Texte de la page:
Cette demande intervient juste après l’invitation du Seigneur au pardon systématique :
Si ton frère a commis un péché, fais-lui de vifs reproches, et, s’il se repent, pardonne-lui.
04 Même si sept fois par jour il commet un péché contre toi, et que sept fois de suite il revienne à toi en disant : “Je me repens”, tu lui pardonneras. » (Lc 17, 3-4)
Peut-être faut-il y voir une grande découverte des disciples : pardonner est au-dessus de nos forces, il nous faut donc la foi pour y arriver.
Mais elle nous rappelle aussi une autre demande déjà rencontrée un peu plus tôt dans l’évangile de saint Luc :
01 Il arriva que Jésus, en un certain lieu, était en prière. Quand il eut terminé, un de ses disciples lui demanda : « Seigneur, apprends-nous à prier, comme Jean le Baptiste, lui aussi, l’a appris à ses disciples. » (-Lc 11, 1)
On passe de « un disciple » à « les apôtres », de « apprends-nous » à « augmente en nous », de la prière à la foi, mais on a le même schéma de demande spontanée de l’entourage de Jésus d’un progrès spirituel. Les différences viennent de ce que la prière est évidemment pour tous, alors que ceux qui ont besoin d’une foi plus grande sont ceux qui vont être envoyés (c’est le sens du mot « apôtre ») et appelés, même à donner leur vie comme le Christ. Bien sûr, nous savons maintenant que nous sommes tous, par notre baptême des apôtres, ce que le pape François appelle des « disciples-missionnaires » et donc que tous les baptisés ont besoin de cette foi forte qui est d’ailleurs un don du baptême.
Si la foi est un don de Dieu nous ne devons pas l’apprendre mais la recevoir, d’où la demande « augmente en nous ». N’oublions pas que ce don est fait à tous les baptisés, et qu’il est accordé à toute personne qui cherche Dieu avec ardeur et vérité. Il n’est pas question de se cacher derrière Dieu : « je voudrais croire mais Dieu ne m’a pas donné la foi… »

Extraits du jeu de données de pointage:
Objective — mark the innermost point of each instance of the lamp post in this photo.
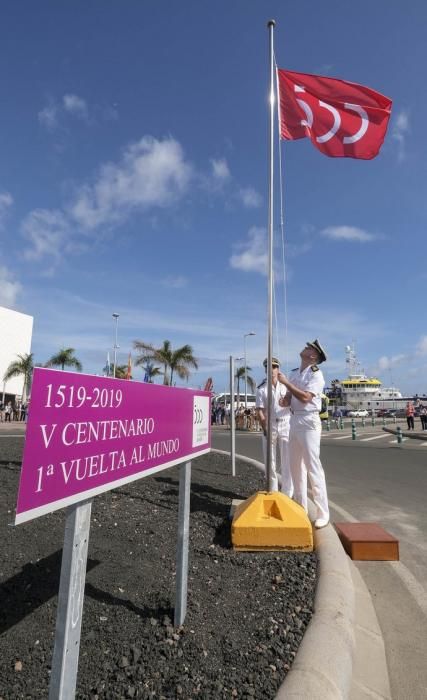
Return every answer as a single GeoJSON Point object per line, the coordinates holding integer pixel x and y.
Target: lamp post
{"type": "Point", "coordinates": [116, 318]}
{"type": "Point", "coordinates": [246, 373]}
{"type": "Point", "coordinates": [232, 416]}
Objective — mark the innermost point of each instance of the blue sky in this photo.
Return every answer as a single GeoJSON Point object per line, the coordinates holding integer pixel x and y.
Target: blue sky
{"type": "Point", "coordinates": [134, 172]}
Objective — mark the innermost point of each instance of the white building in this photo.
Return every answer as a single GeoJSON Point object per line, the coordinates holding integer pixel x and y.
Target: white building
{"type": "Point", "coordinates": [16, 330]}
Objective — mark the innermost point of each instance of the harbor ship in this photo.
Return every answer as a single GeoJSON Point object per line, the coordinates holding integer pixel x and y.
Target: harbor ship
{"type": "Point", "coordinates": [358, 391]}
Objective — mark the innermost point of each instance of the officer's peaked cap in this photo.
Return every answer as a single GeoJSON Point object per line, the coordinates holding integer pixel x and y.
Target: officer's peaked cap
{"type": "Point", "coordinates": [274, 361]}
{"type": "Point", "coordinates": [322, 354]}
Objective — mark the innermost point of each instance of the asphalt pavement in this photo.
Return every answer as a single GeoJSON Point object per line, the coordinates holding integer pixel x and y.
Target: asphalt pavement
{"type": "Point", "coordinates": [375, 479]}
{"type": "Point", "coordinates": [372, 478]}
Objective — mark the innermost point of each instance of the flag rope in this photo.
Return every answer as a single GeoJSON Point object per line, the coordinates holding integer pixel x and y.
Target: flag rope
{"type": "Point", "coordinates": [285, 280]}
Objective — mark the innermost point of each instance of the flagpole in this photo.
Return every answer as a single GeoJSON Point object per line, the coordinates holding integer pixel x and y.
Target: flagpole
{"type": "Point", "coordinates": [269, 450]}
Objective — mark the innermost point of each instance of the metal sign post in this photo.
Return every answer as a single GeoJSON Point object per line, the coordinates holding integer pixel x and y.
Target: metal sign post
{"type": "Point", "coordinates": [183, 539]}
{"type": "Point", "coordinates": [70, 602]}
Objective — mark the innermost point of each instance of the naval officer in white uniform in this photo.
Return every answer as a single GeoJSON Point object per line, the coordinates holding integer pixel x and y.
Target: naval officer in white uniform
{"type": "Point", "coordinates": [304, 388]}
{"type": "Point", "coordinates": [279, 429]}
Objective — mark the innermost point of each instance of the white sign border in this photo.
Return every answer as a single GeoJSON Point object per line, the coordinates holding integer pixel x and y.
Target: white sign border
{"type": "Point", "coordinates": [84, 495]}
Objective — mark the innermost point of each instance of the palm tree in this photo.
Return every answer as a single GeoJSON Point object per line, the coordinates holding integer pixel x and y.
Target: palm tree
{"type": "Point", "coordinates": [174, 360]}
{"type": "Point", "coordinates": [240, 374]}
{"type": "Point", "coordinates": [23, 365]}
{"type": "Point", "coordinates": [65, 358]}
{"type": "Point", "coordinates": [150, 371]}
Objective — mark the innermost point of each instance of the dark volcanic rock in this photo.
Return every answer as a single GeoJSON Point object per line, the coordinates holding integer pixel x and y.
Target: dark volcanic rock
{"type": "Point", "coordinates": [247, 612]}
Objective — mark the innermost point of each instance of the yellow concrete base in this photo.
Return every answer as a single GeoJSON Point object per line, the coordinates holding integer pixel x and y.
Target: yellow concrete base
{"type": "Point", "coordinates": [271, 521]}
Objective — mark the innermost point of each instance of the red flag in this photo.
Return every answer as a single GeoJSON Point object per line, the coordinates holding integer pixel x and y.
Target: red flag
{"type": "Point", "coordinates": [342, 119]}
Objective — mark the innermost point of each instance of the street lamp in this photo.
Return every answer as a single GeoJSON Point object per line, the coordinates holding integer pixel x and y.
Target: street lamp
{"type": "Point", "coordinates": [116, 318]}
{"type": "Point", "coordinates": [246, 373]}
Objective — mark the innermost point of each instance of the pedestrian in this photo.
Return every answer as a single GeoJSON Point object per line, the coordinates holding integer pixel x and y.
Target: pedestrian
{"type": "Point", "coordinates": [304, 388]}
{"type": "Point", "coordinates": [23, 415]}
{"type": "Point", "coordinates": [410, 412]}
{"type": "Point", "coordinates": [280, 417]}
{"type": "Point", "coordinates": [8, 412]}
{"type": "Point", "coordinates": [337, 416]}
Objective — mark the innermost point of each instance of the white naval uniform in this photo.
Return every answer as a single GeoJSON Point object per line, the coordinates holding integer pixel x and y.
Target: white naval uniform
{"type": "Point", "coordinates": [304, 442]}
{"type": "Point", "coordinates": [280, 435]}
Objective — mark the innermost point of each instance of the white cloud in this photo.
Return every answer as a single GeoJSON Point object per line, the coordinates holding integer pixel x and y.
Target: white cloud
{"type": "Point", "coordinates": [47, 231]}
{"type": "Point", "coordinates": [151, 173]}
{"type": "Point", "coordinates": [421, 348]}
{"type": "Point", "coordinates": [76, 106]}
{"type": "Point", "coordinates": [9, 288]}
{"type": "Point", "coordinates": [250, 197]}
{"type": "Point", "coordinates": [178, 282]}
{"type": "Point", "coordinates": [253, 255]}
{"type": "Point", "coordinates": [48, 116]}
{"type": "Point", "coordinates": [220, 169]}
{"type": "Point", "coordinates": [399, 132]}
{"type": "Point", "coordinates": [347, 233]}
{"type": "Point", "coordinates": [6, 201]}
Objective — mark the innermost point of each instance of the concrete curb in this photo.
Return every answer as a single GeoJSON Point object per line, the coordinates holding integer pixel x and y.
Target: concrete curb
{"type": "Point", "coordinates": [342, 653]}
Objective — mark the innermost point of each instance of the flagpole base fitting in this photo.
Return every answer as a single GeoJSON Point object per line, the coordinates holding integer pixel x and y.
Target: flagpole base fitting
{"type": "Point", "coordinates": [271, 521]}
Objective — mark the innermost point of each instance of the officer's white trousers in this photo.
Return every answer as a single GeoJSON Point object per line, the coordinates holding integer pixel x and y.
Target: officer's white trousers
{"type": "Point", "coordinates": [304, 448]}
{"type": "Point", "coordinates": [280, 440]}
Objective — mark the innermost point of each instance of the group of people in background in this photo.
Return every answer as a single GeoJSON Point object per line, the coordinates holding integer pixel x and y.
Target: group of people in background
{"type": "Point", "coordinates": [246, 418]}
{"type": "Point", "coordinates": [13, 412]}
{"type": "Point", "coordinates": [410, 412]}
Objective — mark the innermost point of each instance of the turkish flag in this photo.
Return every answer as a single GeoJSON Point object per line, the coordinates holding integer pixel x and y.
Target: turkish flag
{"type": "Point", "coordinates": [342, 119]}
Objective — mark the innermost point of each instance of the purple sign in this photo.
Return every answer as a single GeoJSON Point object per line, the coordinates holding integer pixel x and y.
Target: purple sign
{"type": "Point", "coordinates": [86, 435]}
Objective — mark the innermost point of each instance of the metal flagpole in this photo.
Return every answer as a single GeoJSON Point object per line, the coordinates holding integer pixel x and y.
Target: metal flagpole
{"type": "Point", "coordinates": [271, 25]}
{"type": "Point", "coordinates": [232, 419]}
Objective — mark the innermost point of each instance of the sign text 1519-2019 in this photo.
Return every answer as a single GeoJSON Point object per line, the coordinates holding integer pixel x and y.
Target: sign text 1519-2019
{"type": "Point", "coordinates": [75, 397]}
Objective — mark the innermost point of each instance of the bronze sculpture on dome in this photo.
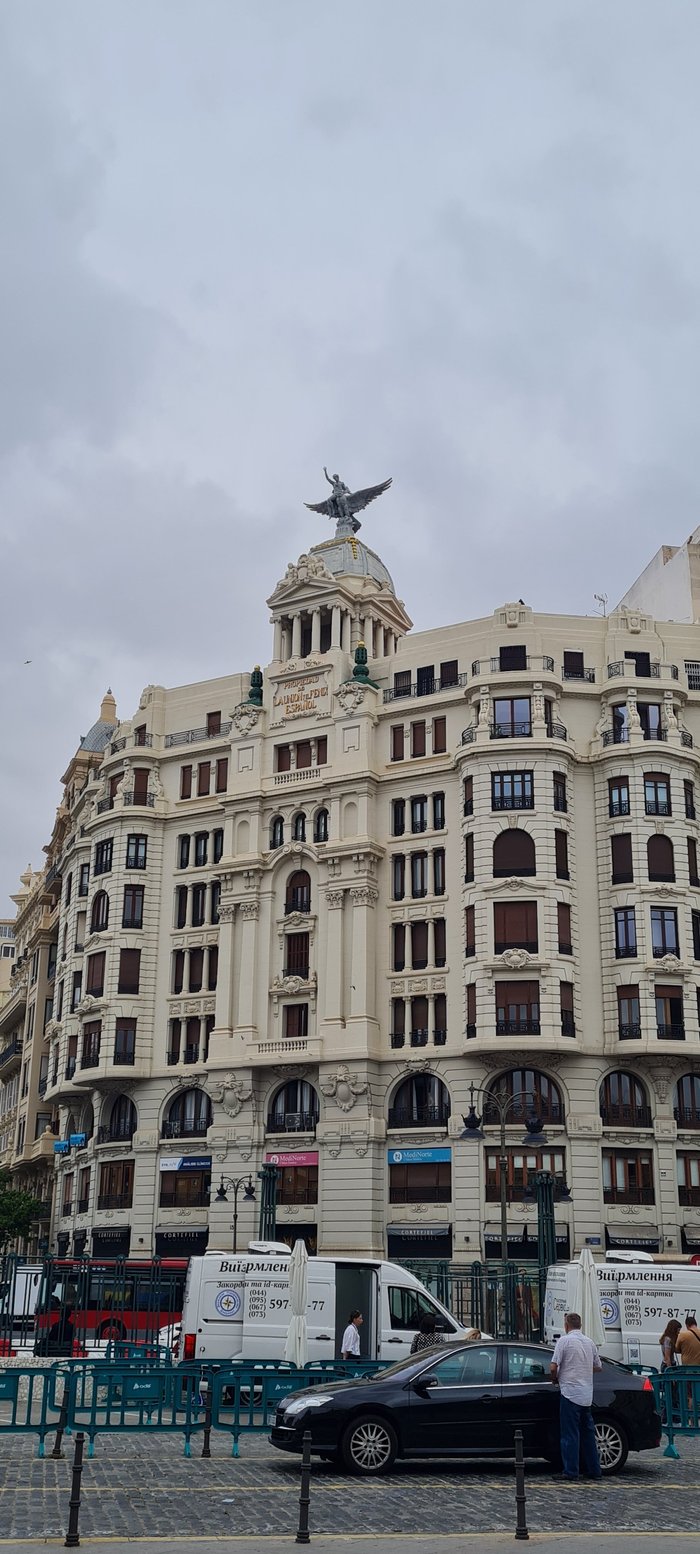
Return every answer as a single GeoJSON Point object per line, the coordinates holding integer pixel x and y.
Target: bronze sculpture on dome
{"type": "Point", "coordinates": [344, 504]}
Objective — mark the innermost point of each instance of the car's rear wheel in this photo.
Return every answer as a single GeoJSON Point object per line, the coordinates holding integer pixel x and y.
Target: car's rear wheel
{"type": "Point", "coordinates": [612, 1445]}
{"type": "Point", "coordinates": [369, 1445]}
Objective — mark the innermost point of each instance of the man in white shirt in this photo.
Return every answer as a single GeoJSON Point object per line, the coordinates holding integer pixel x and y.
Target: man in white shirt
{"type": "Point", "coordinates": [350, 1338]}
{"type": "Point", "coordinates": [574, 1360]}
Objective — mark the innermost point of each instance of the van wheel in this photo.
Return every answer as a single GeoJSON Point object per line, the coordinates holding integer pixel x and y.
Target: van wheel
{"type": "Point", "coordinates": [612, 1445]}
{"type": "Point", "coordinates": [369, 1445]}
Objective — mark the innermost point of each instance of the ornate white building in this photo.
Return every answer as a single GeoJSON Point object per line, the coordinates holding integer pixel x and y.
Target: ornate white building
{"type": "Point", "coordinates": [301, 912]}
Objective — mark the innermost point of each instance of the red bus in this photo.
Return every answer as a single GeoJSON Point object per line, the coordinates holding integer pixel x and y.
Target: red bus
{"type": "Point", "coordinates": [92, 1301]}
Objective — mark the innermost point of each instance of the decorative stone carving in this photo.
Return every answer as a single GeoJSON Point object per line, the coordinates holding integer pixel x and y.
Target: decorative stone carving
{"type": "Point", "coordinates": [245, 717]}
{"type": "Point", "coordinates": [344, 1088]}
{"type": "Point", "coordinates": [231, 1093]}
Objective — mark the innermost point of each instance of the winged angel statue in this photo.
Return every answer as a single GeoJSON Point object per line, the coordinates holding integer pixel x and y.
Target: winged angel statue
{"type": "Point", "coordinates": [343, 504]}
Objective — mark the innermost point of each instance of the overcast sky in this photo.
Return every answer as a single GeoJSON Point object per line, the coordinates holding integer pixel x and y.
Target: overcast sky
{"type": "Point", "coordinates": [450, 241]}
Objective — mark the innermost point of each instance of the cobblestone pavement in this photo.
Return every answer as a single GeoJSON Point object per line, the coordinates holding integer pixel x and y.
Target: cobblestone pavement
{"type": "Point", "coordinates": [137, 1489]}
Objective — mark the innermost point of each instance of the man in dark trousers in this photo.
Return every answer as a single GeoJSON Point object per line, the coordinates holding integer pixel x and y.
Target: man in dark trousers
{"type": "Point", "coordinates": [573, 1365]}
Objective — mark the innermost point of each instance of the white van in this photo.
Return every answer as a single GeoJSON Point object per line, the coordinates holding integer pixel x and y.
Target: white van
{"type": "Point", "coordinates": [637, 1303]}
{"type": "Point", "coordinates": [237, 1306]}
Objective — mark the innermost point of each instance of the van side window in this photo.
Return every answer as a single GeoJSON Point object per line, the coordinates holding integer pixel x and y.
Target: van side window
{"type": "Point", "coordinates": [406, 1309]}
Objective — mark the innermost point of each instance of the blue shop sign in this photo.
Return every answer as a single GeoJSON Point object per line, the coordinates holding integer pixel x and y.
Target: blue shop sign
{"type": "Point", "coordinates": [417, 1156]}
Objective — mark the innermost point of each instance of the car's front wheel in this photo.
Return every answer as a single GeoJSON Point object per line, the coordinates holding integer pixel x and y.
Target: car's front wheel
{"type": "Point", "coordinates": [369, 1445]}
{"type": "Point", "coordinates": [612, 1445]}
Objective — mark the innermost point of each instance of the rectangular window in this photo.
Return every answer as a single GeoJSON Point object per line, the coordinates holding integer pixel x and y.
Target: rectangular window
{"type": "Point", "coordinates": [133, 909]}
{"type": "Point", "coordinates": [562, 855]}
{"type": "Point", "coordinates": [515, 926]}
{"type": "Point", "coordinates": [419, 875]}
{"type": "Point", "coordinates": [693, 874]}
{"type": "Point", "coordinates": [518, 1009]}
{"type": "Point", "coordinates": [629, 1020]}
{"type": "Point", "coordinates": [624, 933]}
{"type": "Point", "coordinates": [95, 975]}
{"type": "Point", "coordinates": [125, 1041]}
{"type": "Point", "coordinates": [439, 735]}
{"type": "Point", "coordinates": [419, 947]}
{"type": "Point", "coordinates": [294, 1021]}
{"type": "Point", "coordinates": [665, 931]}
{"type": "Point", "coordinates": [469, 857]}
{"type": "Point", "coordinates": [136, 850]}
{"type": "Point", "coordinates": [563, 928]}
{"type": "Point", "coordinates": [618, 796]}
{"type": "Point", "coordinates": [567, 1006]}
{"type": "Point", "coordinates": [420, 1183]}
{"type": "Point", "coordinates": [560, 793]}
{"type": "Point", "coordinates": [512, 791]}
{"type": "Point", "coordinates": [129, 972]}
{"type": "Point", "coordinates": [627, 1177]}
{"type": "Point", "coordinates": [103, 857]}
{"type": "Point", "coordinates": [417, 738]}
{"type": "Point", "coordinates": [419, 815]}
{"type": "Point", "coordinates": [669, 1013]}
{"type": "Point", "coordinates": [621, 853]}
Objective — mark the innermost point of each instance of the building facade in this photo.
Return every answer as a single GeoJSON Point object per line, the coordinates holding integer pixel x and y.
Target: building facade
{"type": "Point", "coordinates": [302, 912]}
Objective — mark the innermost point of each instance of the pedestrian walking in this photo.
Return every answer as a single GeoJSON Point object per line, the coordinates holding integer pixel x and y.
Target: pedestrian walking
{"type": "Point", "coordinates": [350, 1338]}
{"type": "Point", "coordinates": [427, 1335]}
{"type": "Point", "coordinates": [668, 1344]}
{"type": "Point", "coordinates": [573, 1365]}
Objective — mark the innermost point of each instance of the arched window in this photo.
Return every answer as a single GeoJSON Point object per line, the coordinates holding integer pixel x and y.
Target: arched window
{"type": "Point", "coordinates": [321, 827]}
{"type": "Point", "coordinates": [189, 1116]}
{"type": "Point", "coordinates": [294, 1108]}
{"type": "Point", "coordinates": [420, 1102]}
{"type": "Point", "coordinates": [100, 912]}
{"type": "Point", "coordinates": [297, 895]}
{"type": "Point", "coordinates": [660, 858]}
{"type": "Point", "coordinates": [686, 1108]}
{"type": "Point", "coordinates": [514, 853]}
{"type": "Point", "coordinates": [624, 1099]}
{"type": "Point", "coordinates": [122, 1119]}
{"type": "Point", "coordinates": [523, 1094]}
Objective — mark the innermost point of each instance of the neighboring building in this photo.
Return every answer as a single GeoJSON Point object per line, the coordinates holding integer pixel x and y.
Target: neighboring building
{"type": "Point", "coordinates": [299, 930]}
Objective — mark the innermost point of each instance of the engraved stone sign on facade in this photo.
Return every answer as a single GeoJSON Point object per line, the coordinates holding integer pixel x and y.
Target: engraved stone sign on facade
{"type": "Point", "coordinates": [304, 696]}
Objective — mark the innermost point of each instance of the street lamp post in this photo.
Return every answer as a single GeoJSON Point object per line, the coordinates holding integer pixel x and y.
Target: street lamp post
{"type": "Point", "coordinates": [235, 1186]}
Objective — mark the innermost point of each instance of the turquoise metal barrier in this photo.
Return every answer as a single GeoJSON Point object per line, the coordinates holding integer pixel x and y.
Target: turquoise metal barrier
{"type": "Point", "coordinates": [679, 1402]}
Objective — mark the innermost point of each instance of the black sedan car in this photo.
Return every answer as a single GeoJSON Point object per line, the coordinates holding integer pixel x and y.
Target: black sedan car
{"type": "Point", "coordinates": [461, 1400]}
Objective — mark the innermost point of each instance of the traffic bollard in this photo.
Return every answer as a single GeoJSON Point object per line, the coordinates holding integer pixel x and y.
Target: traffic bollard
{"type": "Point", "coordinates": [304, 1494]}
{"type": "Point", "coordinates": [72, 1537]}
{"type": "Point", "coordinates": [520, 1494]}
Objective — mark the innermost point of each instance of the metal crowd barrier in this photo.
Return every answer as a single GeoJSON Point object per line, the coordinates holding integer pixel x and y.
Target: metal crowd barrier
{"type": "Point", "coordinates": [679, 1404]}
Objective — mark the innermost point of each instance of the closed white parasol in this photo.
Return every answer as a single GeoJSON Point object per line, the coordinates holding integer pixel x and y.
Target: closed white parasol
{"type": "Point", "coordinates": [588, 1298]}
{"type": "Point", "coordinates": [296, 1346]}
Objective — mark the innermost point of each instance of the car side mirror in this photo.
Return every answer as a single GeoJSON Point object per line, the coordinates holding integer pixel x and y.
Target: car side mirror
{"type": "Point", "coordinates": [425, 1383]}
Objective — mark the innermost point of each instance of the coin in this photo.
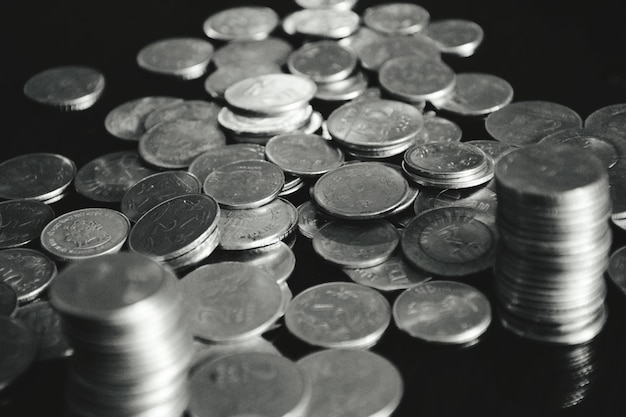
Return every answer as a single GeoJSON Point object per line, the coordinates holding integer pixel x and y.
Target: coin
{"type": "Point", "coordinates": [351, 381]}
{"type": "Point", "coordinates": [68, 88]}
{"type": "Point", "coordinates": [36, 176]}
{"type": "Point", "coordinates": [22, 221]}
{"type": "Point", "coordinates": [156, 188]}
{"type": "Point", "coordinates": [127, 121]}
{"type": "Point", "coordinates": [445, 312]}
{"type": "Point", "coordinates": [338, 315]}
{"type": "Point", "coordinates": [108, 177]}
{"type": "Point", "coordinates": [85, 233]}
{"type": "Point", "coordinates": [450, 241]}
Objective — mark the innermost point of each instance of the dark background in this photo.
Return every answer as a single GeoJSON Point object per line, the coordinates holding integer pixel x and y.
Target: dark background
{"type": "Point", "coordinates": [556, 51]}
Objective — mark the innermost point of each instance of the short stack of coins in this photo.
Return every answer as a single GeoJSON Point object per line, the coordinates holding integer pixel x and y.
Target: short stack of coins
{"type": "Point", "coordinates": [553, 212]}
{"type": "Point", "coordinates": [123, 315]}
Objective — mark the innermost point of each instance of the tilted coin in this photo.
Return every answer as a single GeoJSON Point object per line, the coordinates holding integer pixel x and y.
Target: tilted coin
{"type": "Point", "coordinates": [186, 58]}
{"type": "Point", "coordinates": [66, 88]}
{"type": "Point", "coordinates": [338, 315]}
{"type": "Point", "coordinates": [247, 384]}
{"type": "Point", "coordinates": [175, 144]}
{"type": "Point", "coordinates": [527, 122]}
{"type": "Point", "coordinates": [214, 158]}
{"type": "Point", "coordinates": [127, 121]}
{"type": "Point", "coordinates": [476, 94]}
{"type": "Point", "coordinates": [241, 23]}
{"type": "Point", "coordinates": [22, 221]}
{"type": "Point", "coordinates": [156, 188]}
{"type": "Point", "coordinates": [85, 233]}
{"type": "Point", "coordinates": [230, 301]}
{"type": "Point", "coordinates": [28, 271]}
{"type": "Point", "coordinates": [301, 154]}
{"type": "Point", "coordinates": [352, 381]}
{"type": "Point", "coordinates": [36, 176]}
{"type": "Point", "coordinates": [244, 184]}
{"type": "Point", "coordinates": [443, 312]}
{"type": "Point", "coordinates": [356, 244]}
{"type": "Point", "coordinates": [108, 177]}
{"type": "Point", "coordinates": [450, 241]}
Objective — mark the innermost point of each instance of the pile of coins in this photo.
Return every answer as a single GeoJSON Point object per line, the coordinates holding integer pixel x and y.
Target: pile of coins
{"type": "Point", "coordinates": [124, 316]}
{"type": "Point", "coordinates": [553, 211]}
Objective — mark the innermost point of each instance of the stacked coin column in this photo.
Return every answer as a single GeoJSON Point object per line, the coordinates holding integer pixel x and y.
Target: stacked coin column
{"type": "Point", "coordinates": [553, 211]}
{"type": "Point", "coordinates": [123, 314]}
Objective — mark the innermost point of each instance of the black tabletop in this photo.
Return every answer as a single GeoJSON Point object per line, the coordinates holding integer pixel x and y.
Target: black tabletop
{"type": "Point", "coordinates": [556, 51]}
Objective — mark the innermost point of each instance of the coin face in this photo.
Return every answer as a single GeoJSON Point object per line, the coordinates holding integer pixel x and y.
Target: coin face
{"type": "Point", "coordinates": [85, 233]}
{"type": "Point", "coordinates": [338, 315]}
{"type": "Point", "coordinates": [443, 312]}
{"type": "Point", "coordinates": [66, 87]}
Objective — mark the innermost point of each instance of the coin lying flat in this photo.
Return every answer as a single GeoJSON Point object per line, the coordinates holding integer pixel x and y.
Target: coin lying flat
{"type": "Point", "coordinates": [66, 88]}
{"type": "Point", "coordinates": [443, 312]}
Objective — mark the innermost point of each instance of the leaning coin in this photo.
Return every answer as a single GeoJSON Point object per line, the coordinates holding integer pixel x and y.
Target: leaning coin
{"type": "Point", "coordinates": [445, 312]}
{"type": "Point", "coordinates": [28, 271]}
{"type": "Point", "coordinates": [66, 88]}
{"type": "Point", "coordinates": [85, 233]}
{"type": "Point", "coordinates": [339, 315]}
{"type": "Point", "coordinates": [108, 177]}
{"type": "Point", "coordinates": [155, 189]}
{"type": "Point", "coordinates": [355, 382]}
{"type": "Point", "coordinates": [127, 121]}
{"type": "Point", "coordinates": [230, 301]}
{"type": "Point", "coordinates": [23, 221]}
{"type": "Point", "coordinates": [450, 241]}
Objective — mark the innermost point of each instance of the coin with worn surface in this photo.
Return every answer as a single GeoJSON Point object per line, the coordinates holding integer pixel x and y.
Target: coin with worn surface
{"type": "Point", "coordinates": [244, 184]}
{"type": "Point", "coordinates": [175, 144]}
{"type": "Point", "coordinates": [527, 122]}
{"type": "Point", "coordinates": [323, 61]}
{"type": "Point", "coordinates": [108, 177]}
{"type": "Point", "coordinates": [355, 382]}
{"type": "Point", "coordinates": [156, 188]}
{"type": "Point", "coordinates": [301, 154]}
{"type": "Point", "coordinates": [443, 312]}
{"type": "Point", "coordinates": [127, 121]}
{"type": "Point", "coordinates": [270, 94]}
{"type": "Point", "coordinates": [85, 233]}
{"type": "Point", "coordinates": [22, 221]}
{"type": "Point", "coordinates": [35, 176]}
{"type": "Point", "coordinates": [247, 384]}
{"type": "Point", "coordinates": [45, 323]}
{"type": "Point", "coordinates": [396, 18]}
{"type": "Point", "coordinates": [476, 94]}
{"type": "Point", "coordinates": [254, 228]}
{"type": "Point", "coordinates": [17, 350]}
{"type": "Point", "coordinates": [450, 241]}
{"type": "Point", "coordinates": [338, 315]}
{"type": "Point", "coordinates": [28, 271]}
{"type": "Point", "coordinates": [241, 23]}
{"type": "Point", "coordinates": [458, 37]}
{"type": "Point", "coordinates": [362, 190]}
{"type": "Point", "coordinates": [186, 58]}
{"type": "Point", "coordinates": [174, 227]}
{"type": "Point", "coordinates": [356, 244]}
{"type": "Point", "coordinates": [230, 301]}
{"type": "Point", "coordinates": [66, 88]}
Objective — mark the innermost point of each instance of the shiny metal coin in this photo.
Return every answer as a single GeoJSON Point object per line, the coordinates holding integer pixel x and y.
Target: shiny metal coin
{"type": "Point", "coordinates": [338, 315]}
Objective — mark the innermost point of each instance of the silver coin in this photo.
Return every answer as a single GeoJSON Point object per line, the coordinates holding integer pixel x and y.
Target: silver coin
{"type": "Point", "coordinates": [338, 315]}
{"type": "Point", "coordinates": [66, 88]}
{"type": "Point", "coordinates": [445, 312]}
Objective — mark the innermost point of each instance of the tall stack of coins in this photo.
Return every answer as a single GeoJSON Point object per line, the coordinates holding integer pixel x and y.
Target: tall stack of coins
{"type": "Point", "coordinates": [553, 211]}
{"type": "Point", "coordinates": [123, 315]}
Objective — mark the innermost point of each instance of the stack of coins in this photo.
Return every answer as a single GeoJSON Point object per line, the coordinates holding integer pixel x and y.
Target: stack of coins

Travail demandé: Poursuivez le commentaire sur la foi et le pardon après sa dernière phrase.

Réponse à l'exercice:
Enfin l’art de la prière est une façon de vivre de la foi et la foi est cette connaissance intime, directe mais encore obscure de Dieu que la prière éclaire et rend active et efficace. L’itinéraire de foi commence donc par une annonce que nous considérons comme vraie ; elle nous donne le désir de rencontre de celui EN QUI on croit. Cette rencontre qui se fait dans la prière nous fait aimer celui qu’on rencontre. Cet amour nous donne l’envie de nous unir toujours plus à Celui En QUI on croit.
Et nous ? Il nous faut donc distinguer entre la foi et la foi… Il y a la foi qui est une opinion : « j’estime qu’il est vrai que… (Dieu existe et m’aime) » et la foi qui est un don de Dieu : « sache que tu es mon fils, reçois et découvres de quel amour je t’aime, aimes moi en retour pour que nous ne fassions plus qu’un. »
Il y a donc une progression logique entre le fait de croire (opinion) que Dieu existe et nous aime et vouloir lui parler (la prière) et croire (adhésion totale d’une personne à une autre, du croyant à Dieu) parce que dans la prière, on a rencontré Dieu, et vouloir de plus en plus ne faire qu’un avec Lui (qu’il augmente notre foi), mais saurons-nous vivre cette progression ? Sommes-nous en marche à la suite de Jésus ? Sommes-nous des chercheurs de Dieu ? Pouvons-nous nous rappeler d’un événement de nos vies, un temps de prière, seul ou en communauté, où nous avons fait la rencontre de Dieu ? Saurons-nous dépasser l’opinion ou la connaissance (savoir sur Dieu) pour entrer dans la communion ou l’expérience (rencontre et intimité avec Dieu). Pouvons-nous comprendre que dans une telle rencontre, il y a nécessairement une liberté : nous sommes libres mais Dieu aussi, il se révèle quand et comme il veut, c’est Lui qui choisira « d’augmenter en nous la foi » !
06 Le Seigneur répondit : « Si vous aviez de la foi, gros comme une graine de moutarde,
Cette comparaison n’est pas anodine. Le Seigneur a comparé précédemment le Royaume des cieux à une graine de moutarde (cf Lc 13, 19) et plus explicite encore le parallèle de saint Matthieu :
31 Il leur proposa une autre parabole : « Le royaume des Cieux est comparable à une graine de moutarde qu’un homme a prise et qu’il a semée dans son champ.
32 C’est la plus petite de toutes les semences, mais, quand elle a poussé, elle dépasse les autres plantes potagères et devient un arbre, si bien que les oiseaux du ciel viennent et font leurs nids dans ses branches. » (Mt 13, 31-32)
Il y a donc un lien direct entre le Royaume des cieux et la foi. Pour résumer nous dirons que la foi, c’est déjà le Royaume des cieux vécu dans notre cœur. Le Royaume est en effet cette communion des saints, où tous ne font qu’un dans le Seigneur. La foi est une communion du croyant avec celui qu’il connait, qu’il rencontre et qu’il aime.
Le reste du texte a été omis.